Records from a dataset:
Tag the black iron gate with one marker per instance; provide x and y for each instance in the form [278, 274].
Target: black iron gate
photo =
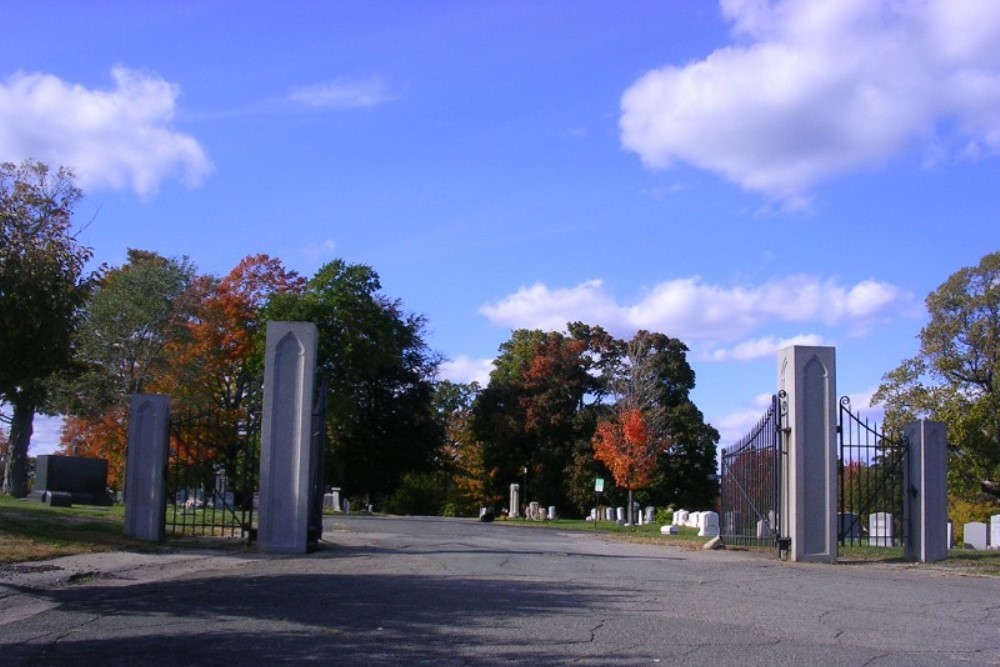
[872, 484]
[751, 482]
[212, 474]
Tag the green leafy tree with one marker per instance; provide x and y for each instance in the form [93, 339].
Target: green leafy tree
[43, 286]
[381, 422]
[954, 377]
[528, 416]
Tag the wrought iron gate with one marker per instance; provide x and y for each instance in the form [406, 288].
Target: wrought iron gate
[751, 482]
[872, 484]
[212, 474]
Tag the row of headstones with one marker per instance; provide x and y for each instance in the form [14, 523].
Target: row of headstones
[639, 516]
[706, 522]
[977, 535]
[980, 536]
[195, 498]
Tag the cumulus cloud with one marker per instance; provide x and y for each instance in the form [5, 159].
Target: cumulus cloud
[696, 311]
[813, 88]
[343, 94]
[464, 369]
[119, 138]
[762, 348]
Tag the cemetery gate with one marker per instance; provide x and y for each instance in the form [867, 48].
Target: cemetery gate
[212, 473]
[751, 482]
[872, 483]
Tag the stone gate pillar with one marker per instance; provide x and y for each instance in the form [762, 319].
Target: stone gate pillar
[146, 467]
[926, 491]
[287, 461]
[809, 476]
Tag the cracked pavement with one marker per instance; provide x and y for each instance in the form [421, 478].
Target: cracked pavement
[389, 591]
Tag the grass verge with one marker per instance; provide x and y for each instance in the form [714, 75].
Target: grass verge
[31, 531]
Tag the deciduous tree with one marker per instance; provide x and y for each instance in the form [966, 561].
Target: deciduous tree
[954, 378]
[43, 286]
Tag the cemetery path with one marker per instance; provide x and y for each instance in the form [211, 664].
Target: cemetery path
[388, 591]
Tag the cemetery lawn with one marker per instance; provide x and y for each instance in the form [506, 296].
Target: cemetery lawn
[32, 531]
[687, 538]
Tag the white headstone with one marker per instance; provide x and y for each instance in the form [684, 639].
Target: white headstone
[975, 535]
[708, 524]
[880, 529]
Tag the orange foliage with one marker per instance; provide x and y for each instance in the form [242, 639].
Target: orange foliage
[101, 437]
[628, 448]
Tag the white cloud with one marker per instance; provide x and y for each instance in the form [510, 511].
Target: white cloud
[694, 310]
[763, 348]
[117, 138]
[464, 370]
[343, 94]
[320, 251]
[813, 88]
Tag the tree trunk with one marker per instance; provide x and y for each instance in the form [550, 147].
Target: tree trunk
[15, 478]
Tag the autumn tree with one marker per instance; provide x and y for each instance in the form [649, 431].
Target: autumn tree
[462, 454]
[381, 422]
[136, 312]
[43, 286]
[216, 364]
[529, 416]
[633, 438]
[955, 378]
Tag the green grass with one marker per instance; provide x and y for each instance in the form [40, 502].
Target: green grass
[32, 531]
[648, 534]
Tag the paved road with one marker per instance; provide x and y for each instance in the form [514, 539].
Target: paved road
[456, 592]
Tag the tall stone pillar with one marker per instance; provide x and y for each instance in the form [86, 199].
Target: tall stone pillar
[515, 501]
[286, 458]
[146, 467]
[809, 495]
[926, 489]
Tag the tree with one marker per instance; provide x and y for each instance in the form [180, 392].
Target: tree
[135, 313]
[632, 440]
[954, 377]
[528, 417]
[43, 286]
[217, 364]
[381, 422]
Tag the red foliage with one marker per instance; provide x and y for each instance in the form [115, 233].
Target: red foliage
[628, 448]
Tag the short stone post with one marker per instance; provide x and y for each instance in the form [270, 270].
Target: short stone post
[926, 491]
[808, 375]
[146, 467]
[286, 456]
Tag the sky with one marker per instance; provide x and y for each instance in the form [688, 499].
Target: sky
[742, 175]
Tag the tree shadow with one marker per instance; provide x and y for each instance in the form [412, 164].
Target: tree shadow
[339, 619]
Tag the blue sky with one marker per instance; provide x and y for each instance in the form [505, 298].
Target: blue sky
[741, 175]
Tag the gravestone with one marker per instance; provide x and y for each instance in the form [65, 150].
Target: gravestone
[880, 529]
[850, 525]
[975, 535]
[708, 524]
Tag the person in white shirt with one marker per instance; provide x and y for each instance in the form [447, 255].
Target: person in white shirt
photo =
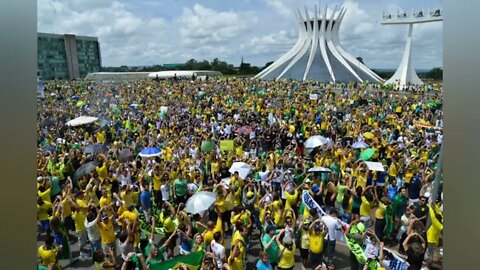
[218, 249]
[333, 225]
[93, 231]
[165, 188]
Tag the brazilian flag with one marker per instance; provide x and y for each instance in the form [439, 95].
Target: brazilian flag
[193, 261]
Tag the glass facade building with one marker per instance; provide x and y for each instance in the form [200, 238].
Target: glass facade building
[67, 56]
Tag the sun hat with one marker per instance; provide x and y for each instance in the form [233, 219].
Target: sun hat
[361, 227]
[287, 240]
[270, 228]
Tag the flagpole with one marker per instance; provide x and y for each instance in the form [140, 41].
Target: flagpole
[436, 182]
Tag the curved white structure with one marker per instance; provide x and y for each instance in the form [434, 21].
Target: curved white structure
[317, 54]
[406, 74]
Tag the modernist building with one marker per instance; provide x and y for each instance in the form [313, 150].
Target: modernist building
[67, 56]
[318, 55]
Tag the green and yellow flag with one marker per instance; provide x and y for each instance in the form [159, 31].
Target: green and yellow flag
[193, 261]
[226, 145]
[356, 249]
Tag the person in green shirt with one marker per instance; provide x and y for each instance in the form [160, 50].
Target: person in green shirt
[399, 204]
[154, 252]
[180, 189]
[270, 245]
[299, 177]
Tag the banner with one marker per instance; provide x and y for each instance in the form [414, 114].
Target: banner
[146, 227]
[396, 263]
[375, 166]
[356, 249]
[226, 145]
[193, 261]
[311, 203]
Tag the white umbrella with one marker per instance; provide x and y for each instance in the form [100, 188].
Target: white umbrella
[360, 144]
[242, 168]
[200, 202]
[82, 120]
[319, 169]
[150, 152]
[315, 141]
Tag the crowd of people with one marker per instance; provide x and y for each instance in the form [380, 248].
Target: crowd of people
[129, 211]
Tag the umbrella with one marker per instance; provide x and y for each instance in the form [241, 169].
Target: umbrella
[244, 130]
[208, 146]
[315, 141]
[200, 202]
[242, 168]
[85, 169]
[125, 155]
[48, 122]
[367, 154]
[360, 144]
[104, 122]
[150, 152]
[50, 148]
[82, 120]
[319, 169]
[95, 148]
[368, 135]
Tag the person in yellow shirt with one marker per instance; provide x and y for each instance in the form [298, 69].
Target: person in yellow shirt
[212, 228]
[79, 217]
[129, 215]
[433, 232]
[107, 234]
[169, 215]
[102, 169]
[316, 240]
[101, 136]
[43, 208]
[106, 201]
[236, 260]
[287, 249]
[393, 169]
[49, 254]
[291, 196]
[366, 206]
[240, 234]
[380, 221]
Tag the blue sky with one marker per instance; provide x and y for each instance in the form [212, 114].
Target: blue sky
[173, 31]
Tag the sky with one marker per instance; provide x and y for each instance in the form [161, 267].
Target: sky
[149, 32]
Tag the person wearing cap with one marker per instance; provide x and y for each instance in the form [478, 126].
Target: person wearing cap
[78, 216]
[263, 262]
[317, 231]
[422, 210]
[270, 245]
[356, 232]
[434, 231]
[43, 208]
[304, 242]
[48, 253]
[287, 252]
[333, 225]
[107, 234]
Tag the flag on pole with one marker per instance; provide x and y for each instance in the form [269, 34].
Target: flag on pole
[193, 261]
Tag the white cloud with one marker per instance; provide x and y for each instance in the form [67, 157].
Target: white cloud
[203, 26]
[148, 32]
[125, 38]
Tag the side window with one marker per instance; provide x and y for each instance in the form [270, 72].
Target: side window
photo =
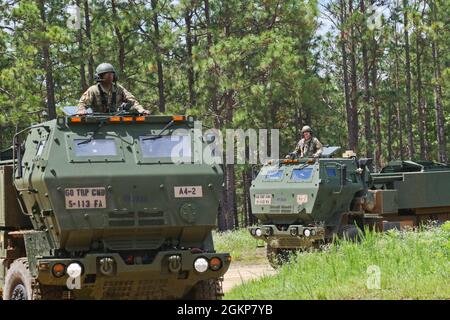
[302, 174]
[332, 172]
[97, 147]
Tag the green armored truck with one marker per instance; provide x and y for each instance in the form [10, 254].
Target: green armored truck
[109, 207]
[303, 203]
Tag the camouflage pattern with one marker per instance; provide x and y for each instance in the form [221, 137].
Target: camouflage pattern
[114, 204]
[304, 203]
[308, 148]
[92, 98]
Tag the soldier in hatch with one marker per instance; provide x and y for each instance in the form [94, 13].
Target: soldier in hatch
[308, 146]
[107, 95]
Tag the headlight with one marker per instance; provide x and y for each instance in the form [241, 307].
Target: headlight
[59, 270]
[201, 265]
[215, 264]
[294, 231]
[74, 270]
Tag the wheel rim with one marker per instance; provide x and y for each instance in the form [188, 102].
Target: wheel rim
[19, 292]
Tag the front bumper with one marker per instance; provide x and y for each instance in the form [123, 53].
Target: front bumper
[293, 237]
[160, 279]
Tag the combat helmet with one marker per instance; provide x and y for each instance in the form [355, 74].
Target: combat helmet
[306, 129]
[104, 68]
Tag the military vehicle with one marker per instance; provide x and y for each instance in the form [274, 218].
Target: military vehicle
[303, 203]
[109, 206]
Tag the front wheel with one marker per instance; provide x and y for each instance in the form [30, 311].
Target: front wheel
[277, 257]
[18, 281]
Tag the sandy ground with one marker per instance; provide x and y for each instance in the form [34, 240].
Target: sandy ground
[240, 273]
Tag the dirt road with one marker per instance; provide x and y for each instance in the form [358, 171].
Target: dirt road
[240, 273]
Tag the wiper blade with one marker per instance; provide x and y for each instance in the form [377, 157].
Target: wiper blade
[161, 132]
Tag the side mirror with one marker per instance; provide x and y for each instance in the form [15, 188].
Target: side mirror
[210, 138]
[343, 175]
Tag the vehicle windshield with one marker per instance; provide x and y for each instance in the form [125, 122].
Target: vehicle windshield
[301, 174]
[95, 147]
[274, 175]
[177, 148]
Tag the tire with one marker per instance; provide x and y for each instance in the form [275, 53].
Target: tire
[210, 289]
[277, 257]
[18, 281]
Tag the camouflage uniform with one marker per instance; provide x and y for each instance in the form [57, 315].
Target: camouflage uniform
[93, 98]
[308, 148]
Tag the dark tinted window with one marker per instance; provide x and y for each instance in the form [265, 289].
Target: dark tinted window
[331, 172]
[95, 148]
[274, 175]
[302, 174]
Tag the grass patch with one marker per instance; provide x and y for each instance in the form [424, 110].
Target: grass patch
[242, 247]
[412, 265]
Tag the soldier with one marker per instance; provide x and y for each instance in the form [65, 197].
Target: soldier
[308, 146]
[107, 95]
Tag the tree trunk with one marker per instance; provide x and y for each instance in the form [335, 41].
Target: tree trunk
[351, 140]
[376, 109]
[397, 88]
[440, 120]
[120, 40]
[389, 134]
[409, 115]
[83, 83]
[367, 114]
[190, 67]
[230, 181]
[89, 42]
[50, 87]
[162, 98]
[420, 99]
[354, 84]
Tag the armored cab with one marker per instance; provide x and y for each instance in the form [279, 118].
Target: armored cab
[303, 203]
[110, 207]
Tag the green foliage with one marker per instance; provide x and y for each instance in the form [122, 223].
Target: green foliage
[242, 247]
[413, 265]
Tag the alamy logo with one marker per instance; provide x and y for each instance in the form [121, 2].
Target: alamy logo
[374, 277]
[74, 272]
[74, 20]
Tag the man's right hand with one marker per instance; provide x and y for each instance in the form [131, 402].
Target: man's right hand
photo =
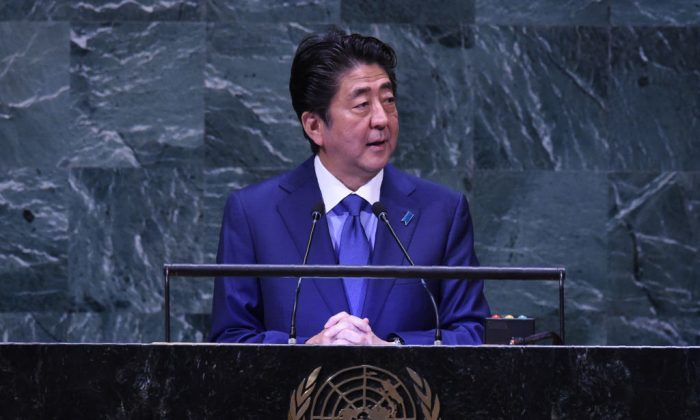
[345, 329]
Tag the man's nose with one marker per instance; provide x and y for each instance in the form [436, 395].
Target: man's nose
[379, 116]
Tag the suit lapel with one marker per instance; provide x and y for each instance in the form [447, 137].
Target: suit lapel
[295, 211]
[396, 197]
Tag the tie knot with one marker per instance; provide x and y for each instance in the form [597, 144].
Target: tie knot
[353, 204]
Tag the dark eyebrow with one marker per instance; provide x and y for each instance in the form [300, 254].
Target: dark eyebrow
[361, 91]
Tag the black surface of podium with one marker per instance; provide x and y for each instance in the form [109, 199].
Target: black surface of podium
[281, 381]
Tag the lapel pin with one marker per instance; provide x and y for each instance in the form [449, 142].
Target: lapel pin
[407, 218]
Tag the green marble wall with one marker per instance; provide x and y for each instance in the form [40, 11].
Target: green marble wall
[573, 127]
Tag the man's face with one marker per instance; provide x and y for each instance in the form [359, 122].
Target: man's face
[363, 128]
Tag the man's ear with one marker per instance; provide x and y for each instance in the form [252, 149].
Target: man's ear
[313, 124]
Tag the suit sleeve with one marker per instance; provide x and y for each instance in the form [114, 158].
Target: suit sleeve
[461, 303]
[237, 308]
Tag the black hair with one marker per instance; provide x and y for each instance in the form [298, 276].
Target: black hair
[320, 61]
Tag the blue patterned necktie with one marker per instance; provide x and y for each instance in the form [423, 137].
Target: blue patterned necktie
[353, 249]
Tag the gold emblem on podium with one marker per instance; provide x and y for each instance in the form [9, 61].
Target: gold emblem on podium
[362, 392]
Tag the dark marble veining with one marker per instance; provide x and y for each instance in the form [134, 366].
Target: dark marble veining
[408, 11]
[571, 126]
[101, 10]
[654, 94]
[652, 12]
[653, 233]
[34, 223]
[249, 117]
[325, 11]
[137, 90]
[125, 224]
[544, 12]
[254, 382]
[541, 98]
[34, 94]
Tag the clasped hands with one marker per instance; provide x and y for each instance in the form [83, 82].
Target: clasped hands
[345, 329]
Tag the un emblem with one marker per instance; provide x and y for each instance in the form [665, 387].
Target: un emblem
[362, 392]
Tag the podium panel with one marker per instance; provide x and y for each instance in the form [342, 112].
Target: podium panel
[277, 382]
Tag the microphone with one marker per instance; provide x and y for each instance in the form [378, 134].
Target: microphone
[380, 211]
[316, 213]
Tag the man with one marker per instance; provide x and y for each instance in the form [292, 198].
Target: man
[343, 90]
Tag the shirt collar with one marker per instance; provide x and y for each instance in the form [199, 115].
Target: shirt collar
[333, 191]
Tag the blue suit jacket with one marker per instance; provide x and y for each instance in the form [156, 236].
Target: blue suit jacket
[269, 223]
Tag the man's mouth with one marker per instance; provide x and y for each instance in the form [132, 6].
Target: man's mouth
[376, 143]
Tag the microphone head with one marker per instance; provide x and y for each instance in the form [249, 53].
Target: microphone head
[318, 210]
[378, 209]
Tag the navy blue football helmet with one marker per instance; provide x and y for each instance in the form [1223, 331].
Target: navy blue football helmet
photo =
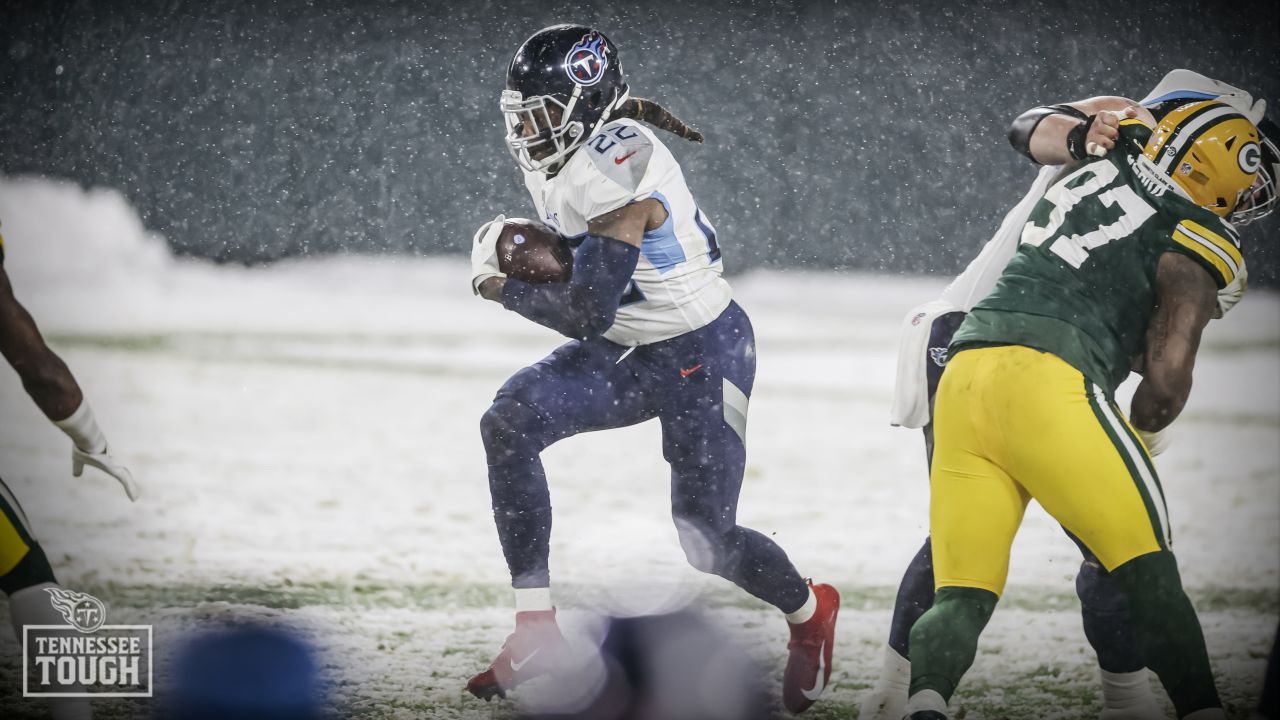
[565, 82]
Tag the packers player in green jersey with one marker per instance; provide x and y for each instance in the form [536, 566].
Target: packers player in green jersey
[1119, 267]
[24, 572]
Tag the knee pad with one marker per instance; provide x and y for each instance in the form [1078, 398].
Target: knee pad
[1097, 589]
[511, 429]
[702, 547]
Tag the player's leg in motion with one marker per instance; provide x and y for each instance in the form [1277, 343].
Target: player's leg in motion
[579, 387]
[24, 573]
[1127, 692]
[1105, 611]
[705, 379]
[887, 700]
[1031, 414]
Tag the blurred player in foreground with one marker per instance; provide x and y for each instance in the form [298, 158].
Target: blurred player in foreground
[24, 572]
[1043, 133]
[656, 335]
[1119, 267]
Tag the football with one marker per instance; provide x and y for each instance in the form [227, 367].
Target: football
[530, 251]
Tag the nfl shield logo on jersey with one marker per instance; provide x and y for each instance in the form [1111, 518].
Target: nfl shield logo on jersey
[588, 59]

Directions » Starting at the line that holds "Tag the man with", copy each line exactly through the end of the listing, both ends included. Leave the pictures out.

Answer to this problem »
Tag the man with one marker per instance; provide x and y for each instance in the form [292, 198].
Target: man
[343, 90]
Tag the shirt collar with one marker per instance; provide x and y for each instance in the form [199, 115].
Target: shirt collar
[333, 191]
Tag the blue suit jacket with one marker per instance; provide x and y for each instance in the form [156, 236].
Target: blue suit jacket
[269, 223]
Tag the man's mouth with one marker per instance; provide x and y for each instance in the form [132, 6].
Target: man's mouth
[376, 143]
Tag the microphone head with one marker per instance; provide x and y for each instance in the form [249, 53].
Target: microphone head
[318, 210]
[378, 209]
Tag the navy blue football helmet with one marker per instance; provide x and y for each instance in the form [1223, 331].
Target: navy blue football helmet
photo =
[565, 82]
Tag the packers player in green jersey with one marker per instance; provide x and y for each instance in the form [536, 566].
Target: packers player in green jersey
[1119, 267]
[24, 572]
Tag the knee pad with one marker per instance; provide x and y for each instance in the form [1078, 398].
Target: knee pad
[1097, 589]
[511, 429]
[702, 547]
Tag the player's leg in motion with one marker per instance; provide x and y for each instance in the form [1277, 343].
Target: player's leg in motion
[579, 387]
[24, 573]
[1127, 692]
[1105, 611]
[705, 379]
[887, 700]
[1031, 414]
Tag the blurred player in foreground with one marker per instance; provide x and y for each instance in the form [298, 158].
Target: blurred player in foreground
[24, 572]
[1043, 133]
[656, 335]
[1119, 267]
Tag the football with one marker per instance; provide x and y for each instance in the form [227, 367].
Target: football
[530, 251]
Tag the nfl shield logo on jersey with one marker per instance; provide x and y for each instance in the form [1111, 518].
Target: nfl shield logo on jersey
[588, 59]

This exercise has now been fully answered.